> **Excerpted text**:
Ontario Association of Gastroenterology (OAG)

Ontario Association of Gastroenterology (OAG)

May 17, 2012 09:32 ET

Ontario Gastroenterologists Object to Cuts to Professional Fees

Citizens most at risk from reduced access to screening and diagnostic services

TORONTO, ONTARIO--(Marketwire - May 17, 2012) - The Ontario Association of Gastroenterology (OAG) today added their voice to growing objections to the Government of Ontario's unilateral decision on May 7, 2012 to overhaul the fee structure for medical procedures and services provided by the province's doctors, saying it will be "bad news" especially for Ontarians seeking cancer screening.

"Our primary concern is for our patients," says OAG President Dr. David Baron. "After consulting with our members, the OAG and our board of directors believe the government's decision will have a serious and negative impact on patient care and access to medical screening, diagnostic and therapeutic endoscopy services in the province. We are urging the government to return to the bargaining table and work toward a negotiated settlement."

The OAG says the decision is ironic on two fronts. First, it conflicts with the government's Quality Action Plan, which specifically mentions enhanced colorectal screening and the transfer of procedures such as colonoscopies from hospitals to out-of-hospital facilities. Second, the Canadian Cancer Society reported last week that mortality rates for colorectal cancer are declining due to increased screening. Colonoscopies contribute significantly to this screening, but they are on the list of the approximately 40 medical procedures the fees for which have been cut 10% under the restructured system.

The OAG states that the cuts will hit gastroenterologists as hard as higher profile medical specialists. Currently, 100,000 of the colonoscopies performed in Ontario take place in inspected out-of-hospital facilities, which face mounting operating costs. The Ontario government does not contribute to these operating costs or the procedures performed in these facilities. Costs are covered through professional fees collected by gastroenterologists and surgeons who believe they should not have to subsidize the cost of important medical tests. However, under the new fee structure, they will be required to reduce by 10% the out-of-hospital fees they charge for colonoscopies and similar procedures.

The government cites advances in technology as one reason for the 10% reduction in fees. While new technologies have enabled greater efficiency for some medical tests, procedures such as colonoscopies are more complex than they were 20 years ago.

The OAG predicts that unless the government works with doctors to continue negotiating the fee structure, out-of-hospital endoscopy services will no longer be viable. Worse, the burden will ultimately fall on the citizens of Ontario, whose access to services will be reduced.

About the Ontario Association of Gastroenterology

The Ontario Association of Gastroenterology (OAG) is a non-profit association serving the practice of gastroenterology in Ontario. The OAG promotes, maintains and improves the knowledge and standards to promote optimal patient care. The OAG represents Ontario gastroenterologists in discussions, meetings and communications with other groups including the Ontario Medical Association, the Government of Ontario and other health professionals.

> **Problem requirements**:
Copy the part of the press release on Ontario's fee cuts between "TORONTO, ONTARIO--(Marketwire - May" and "seeking cancer screening.", inclusive, word for word.

> **Excerpted data**:
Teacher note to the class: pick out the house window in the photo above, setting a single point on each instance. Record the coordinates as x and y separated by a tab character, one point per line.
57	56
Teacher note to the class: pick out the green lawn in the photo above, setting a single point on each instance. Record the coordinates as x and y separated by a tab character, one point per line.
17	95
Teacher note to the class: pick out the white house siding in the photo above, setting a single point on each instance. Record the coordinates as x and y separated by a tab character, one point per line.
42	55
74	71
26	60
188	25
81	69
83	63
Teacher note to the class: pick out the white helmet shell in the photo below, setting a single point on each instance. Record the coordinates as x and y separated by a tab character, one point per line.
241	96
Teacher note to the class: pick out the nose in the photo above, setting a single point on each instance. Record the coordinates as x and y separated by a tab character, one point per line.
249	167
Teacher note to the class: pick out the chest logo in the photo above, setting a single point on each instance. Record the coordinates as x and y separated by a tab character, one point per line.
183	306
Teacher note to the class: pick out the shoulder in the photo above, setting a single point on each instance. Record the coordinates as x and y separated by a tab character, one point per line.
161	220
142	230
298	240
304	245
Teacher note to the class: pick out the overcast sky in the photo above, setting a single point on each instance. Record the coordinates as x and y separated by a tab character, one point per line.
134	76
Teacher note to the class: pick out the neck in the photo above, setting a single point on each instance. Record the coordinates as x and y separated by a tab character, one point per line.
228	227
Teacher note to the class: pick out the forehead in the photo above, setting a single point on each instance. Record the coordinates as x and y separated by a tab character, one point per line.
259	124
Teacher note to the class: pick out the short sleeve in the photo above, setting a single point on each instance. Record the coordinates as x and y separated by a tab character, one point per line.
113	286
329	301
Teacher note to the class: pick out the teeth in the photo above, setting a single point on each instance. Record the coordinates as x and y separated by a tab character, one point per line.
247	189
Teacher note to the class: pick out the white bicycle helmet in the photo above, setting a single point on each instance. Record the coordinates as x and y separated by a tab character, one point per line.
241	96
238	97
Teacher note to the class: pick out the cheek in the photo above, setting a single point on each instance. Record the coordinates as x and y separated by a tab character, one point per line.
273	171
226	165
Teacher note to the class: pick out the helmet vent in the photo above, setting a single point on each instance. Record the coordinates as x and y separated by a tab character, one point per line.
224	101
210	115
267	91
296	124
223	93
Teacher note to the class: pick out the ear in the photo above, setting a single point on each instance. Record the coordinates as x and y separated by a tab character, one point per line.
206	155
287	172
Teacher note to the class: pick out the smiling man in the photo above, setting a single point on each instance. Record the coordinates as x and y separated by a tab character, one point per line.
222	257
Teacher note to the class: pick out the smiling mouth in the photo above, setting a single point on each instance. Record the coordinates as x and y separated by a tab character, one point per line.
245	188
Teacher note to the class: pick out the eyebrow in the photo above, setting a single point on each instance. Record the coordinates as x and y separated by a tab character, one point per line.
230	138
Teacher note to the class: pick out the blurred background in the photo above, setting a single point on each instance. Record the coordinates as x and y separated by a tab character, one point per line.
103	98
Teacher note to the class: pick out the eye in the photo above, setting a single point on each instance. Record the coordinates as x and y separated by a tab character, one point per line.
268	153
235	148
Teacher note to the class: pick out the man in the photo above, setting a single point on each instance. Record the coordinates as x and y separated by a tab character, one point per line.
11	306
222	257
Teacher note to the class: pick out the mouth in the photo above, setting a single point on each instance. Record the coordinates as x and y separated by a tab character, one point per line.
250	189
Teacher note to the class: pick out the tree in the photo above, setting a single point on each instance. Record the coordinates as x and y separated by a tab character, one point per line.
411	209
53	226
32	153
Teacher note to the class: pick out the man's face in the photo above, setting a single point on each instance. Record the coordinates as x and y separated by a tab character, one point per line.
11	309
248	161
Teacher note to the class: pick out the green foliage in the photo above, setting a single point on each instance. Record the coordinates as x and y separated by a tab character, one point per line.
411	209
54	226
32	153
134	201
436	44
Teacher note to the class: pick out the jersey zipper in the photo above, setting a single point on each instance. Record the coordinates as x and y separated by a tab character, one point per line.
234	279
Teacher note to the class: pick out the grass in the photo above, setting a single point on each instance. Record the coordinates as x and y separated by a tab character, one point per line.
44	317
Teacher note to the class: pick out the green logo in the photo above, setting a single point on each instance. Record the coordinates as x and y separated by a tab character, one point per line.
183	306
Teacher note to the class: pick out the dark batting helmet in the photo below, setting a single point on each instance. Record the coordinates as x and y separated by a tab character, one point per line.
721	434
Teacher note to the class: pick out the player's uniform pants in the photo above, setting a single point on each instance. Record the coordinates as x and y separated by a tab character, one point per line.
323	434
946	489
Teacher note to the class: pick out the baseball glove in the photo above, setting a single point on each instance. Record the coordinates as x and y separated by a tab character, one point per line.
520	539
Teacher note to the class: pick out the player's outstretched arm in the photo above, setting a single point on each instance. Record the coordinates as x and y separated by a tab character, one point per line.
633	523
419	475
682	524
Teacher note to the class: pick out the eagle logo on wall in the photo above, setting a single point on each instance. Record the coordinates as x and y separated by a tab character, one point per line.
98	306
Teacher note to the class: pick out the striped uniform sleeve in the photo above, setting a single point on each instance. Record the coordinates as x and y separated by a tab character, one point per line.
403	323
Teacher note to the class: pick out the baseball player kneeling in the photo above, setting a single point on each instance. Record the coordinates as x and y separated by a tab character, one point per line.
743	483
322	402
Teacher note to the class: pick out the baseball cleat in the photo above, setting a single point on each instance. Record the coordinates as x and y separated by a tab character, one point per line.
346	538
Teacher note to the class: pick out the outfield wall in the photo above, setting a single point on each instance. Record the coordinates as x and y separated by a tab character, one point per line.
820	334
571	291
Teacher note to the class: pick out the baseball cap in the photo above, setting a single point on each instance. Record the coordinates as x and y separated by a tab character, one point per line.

> **Solution to this problem**:
TORONTO, ONTARIO--(Marketwire - May 17, 2012) - The Ontario Association of Gastroenterology (OAG) today added their voice to growing objections to the Government of Ontario's unilateral decision on May 7, 2012 to overhaul the fee structure for medical procedures and services provided by the province's doctors, saying it will be "bad news" especially for Ontarians seeking cancer screening.